> Data items:
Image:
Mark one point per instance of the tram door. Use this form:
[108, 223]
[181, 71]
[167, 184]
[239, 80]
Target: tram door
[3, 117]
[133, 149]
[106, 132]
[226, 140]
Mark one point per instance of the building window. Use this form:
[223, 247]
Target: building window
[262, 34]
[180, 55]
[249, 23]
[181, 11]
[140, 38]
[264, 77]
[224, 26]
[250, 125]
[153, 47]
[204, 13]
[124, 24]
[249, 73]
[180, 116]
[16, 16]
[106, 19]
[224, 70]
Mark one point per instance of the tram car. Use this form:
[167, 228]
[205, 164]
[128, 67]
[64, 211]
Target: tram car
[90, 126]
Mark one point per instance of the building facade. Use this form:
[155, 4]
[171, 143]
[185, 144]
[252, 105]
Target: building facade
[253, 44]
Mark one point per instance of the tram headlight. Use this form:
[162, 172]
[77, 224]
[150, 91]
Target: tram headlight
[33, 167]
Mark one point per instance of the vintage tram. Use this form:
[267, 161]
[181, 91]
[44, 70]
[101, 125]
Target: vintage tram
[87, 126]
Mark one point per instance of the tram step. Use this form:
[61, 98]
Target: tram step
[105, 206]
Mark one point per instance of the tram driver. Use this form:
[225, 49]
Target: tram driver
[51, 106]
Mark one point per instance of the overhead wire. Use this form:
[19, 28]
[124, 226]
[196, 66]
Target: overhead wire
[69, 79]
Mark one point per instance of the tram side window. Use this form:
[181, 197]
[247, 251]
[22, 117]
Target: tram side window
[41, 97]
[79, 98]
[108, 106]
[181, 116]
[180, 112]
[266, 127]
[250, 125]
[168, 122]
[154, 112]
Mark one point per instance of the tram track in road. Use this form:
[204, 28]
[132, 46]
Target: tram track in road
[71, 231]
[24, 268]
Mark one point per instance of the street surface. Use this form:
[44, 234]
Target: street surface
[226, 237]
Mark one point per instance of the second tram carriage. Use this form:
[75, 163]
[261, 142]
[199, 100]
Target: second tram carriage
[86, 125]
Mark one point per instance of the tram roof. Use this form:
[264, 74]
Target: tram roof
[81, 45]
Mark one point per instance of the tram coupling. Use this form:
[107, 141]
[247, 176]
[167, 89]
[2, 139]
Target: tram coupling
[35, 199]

> Problem description:
Write the entries again, exactly as they stand.

> Final answer:
Image:
Mark one point per instance of the tram door. Use this form:
[108, 223]
[181, 71]
[167, 184]
[239, 80]
Target: tram door
[3, 117]
[133, 149]
[106, 132]
[226, 140]
Mark one point per instance of the building window. Use this form:
[223, 247]
Target: building window
[262, 34]
[180, 55]
[249, 23]
[181, 11]
[140, 38]
[264, 77]
[224, 26]
[250, 125]
[153, 47]
[204, 13]
[124, 24]
[249, 73]
[180, 116]
[16, 16]
[106, 19]
[224, 70]
Mark one point per instance of the tram car. Use this form:
[167, 228]
[205, 164]
[128, 67]
[64, 211]
Target: tram car
[90, 126]
Mark one point per instance of the building facade. Use this form:
[155, 4]
[171, 143]
[185, 144]
[252, 105]
Target: building facade
[253, 44]
Mark one point per instance of the tram headlight. Use this form:
[162, 172]
[77, 224]
[150, 91]
Target: tram headlight
[33, 167]
Mark one point per instance of the vintage tram. Use this form:
[267, 161]
[181, 91]
[44, 70]
[101, 125]
Target: vintage tram
[87, 126]
Mark one point per instance of the tram step. Use this form:
[61, 98]
Target: tram step
[105, 206]
Mark one point per instance of the tram driver. Use this form:
[225, 49]
Target: tram driver
[51, 106]
Mark one point per instance of the overhead wire. Use this form:
[19, 28]
[124, 226]
[196, 66]
Target: overhead wire
[69, 79]
Mark one point per instance of the tram side window. Use this form:
[181, 197]
[247, 251]
[22, 117]
Target: tram side window
[41, 97]
[79, 98]
[108, 106]
[181, 116]
[180, 112]
[266, 127]
[250, 125]
[168, 122]
[154, 112]
Mark one point per instance of the tram track in road. Use this form:
[204, 28]
[132, 46]
Target: tram track in road
[71, 231]
[24, 268]
Mark one point per instance of the street surface. Use this form:
[44, 234]
Target: street surface
[226, 237]
Mark one point per instance of the second tram carriage. Use this form:
[75, 163]
[261, 142]
[199, 100]
Target: second tram carriage
[86, 125]
Mark one point per instance of the tram roof. Use this form:
[264, 74]
Target: tram roof
[81, 45]
Mark one point per instance of the tram coupling. Use this form:
[107, 141]
[247, 176]
[167, 89]
[2, 139]
Target: tram coupling
[35, 199]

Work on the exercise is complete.